● AIM OF THE TASK:
Copy out all of the data below, swapping every "a single dot" for "one dot" and changing nothing else. Leave the pictures out of your copy.

[Rows from a dataset]
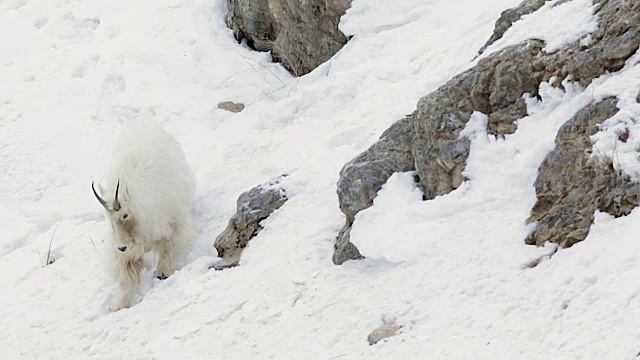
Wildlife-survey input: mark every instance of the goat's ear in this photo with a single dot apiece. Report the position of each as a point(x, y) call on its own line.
point(100, 199)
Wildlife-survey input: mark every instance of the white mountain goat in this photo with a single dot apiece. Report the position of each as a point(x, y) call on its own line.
point(148, 198)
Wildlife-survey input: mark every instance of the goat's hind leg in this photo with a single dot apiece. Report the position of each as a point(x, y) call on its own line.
point(129, 278)
point(165, 259)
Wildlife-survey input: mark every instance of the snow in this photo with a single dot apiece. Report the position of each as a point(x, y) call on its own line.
point(558, 23)
point(453, 271)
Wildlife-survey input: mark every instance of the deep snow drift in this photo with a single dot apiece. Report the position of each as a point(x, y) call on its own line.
point(454, 271)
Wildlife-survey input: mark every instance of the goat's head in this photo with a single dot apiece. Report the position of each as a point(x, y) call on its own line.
point(123, 222)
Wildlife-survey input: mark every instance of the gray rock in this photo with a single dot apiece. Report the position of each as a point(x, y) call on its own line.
point(495, 87)
point(570, 187)
point(362, 178)
point(300, 35)
point(387, 330)
point(508, 17)
point(231, 106)
point(253, 206)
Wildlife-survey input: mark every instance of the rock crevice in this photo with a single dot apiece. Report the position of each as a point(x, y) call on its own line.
point(428, 141)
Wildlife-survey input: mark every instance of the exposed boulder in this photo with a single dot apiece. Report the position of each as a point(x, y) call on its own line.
point(362, 178)
point(495, 87)
point(570, 186)
point(300, 35)
point(231, 106)
point(508, 17)
point(253, 206)
point(386, 330)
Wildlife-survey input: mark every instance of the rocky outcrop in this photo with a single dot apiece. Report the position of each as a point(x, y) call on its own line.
point(495, 87)
point(571, 186)
point(253, 206)
point(361, 179)
point(508, 17)
point(300, 35)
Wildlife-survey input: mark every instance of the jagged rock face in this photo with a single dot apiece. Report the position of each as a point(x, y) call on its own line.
point(253, 206)
point(300, 35)
point(570, 186)
point(495, 87)
point(508, 17)
point(361, 179)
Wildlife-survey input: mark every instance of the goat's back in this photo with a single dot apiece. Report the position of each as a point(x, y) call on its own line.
point(152, 170)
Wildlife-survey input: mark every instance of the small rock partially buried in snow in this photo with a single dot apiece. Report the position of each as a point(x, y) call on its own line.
point(253, 206)
point(231, 106)
point(385, 331)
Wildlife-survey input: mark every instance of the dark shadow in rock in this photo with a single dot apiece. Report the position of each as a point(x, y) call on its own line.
point(253, 206)
point(300, 35)
point(429, 142)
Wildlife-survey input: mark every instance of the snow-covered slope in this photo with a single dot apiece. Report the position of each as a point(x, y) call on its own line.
point(454, 272)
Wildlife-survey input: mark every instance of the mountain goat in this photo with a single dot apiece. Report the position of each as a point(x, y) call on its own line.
point(148, 198)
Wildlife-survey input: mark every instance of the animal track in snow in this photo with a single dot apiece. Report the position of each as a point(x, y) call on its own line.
point(87, 65)
point(40, 22)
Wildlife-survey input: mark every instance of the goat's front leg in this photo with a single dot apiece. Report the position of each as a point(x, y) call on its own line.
point(129, 273)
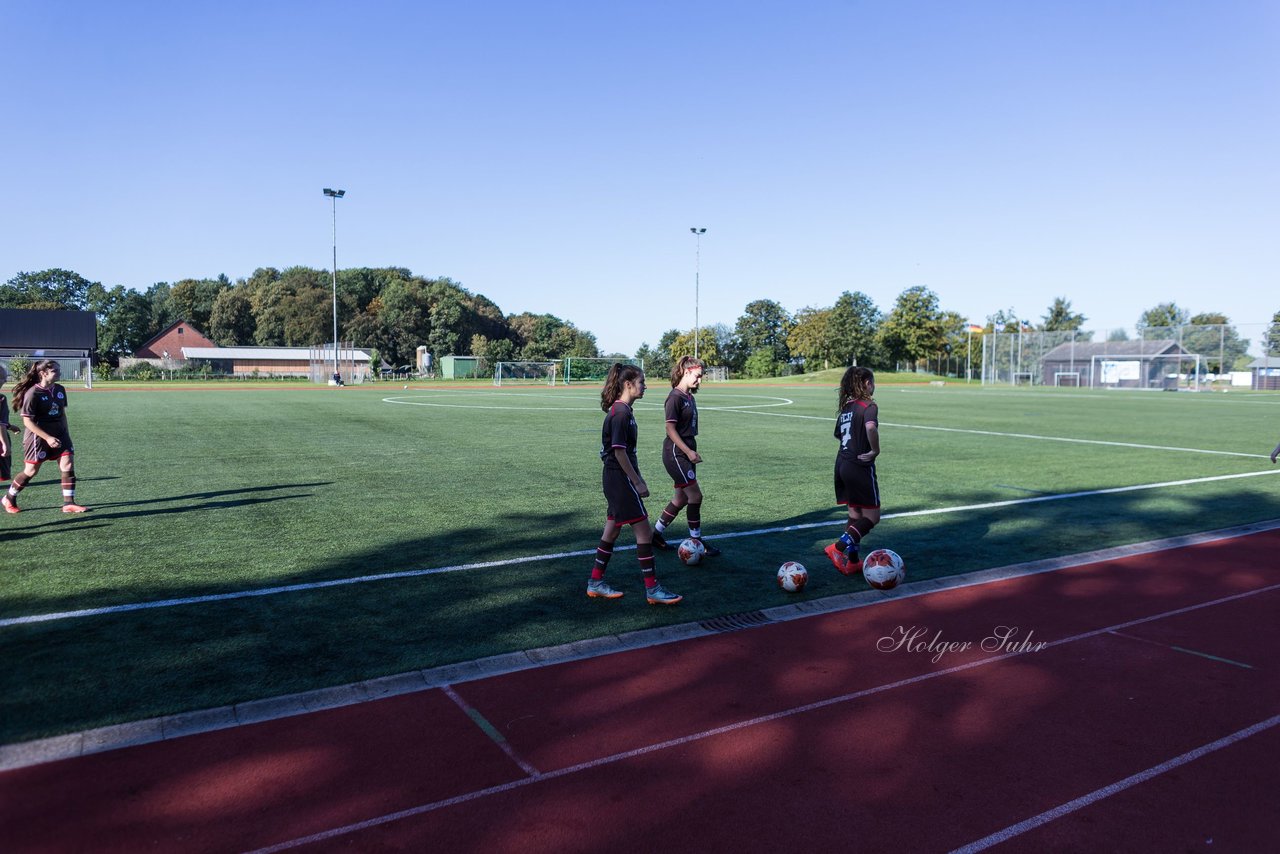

● EXERCISE RESULT:
Wildlife-survey input: mark every instance of the goat's ear in this photo with one dot apiece. Report the position of each as a point(x, y) call on its own line.
point(100, 199)
Wildlife-survey input: mark every instance of the white mountain goat in this photo with one dot apiece. Report the position of each as a point(x, y) call on its own line.
point(148, 198)
Wildlife-survey input: mark every instance of the goat's hind leg in this photo with one dot apiece. Report the position of each as a point(x, y) call on its own line.
point(129, 278)
point(165, 259)
Wildlife-survey input: mark every instance of the snow in this photo with one dot apiece. Report the position of each as a point(x, y) call on its own line.
point(558, 23)
point(453, 271)
Wildlife-survey input: mark every instance of the deep snow drift in this photo with one dot apiece. Report the position of each as a point(x, y) call on its own line.
point(454, 271)
Wildlife-survey input: mark every instance of the goat's head in this photo with one dot apiece. Report the position of each as a point(x, y) call on its own line.
point(123, 222)
Wildlife-survey input: mark every instance of the gray rock in this photo with one dot apiece. Report the position of each as a point(x, y) call on its own line.
point(495, 87)
point(570, 187)
point(362, 178)
point(300, 35)
point(387, 330)
point(508, 17)
point(231, 106)
point(253, 206)
Wildlife-survey input: mark every instance of the rock crevice in this photo with one dot apiece. Report the position of each as a point(x, y) call on its own line.
point(428, 141)
Wildlife-survey input: mark every instance of the exposed boulder in this photo with one dot apiece. Report the position of each as a point(x, y) call on its own line.
point(362, 178)
point(495, 87)
point(570, 186)
point(300, 35)
point(231, 106)
point(508, 17)
point(253, 206)
point(386, 330)
Wildlife-survey input: mark every instance of the rocky outcrop in this photo with one dot apiece. Report the position of each as a point(x, y) call on its own line.
point(495, 87)
point(571, 186)
point(253, 206)
point(361, 179)
point(508, 17)
point(300, 35)
Wildlife-survey input: mark every instance of the jagged rock face in this photo with one dot apiece. Report the position of each as a point(x, y) call on its own line.
point(253, 206)
point(300, 35)
point(570, 186)
point(495, 87)
point(508, 17)
point(361, 179)
Wildlife-survey input: mark every instance of the goat's back in this photo with one dot apiece. Report the position of each as a point(x, y) call on its own line.
point(152, 170)
Wildlife-survey input: mark every instance of the small rock partially buried in snow in this photo with one dot apiece. Report the position of each as a point(x, y) call on its own line.
point(253, 206)
point(231, 106)
point(385, 331)
Wildlife-survey input: mark every instance of the dark shadow in rock in this photo with one dot apiece. Report the position of each as a point(x, y) call on its own line.
point(253, 206)
point(300, 35)
point(429, 142)
Wildlife-survey input: mark every instance of the snow-covered slope in this photo with one dot apiece. Report the position of each as a point(x, y) call on its own line.
point(454, 272)
Wildlife-survey input: mark every instance of the mountain goat in this photo with one dot apiece. Report the position of each as a point(x, y) call on its own line.
point(148, 198)
Wildlife-survey input: mark every instance of the animal track in snow in this photo with one dot apiece. Report the position of each as a point(x, y) call on its own line.
point(87, 65)
point(40, 22)
Wildlife-survey input: mark every instance of the goat's front leg in this photo with one dot apiece. Report the position of each as a point(x, y) call on its own line.
point(129, 273)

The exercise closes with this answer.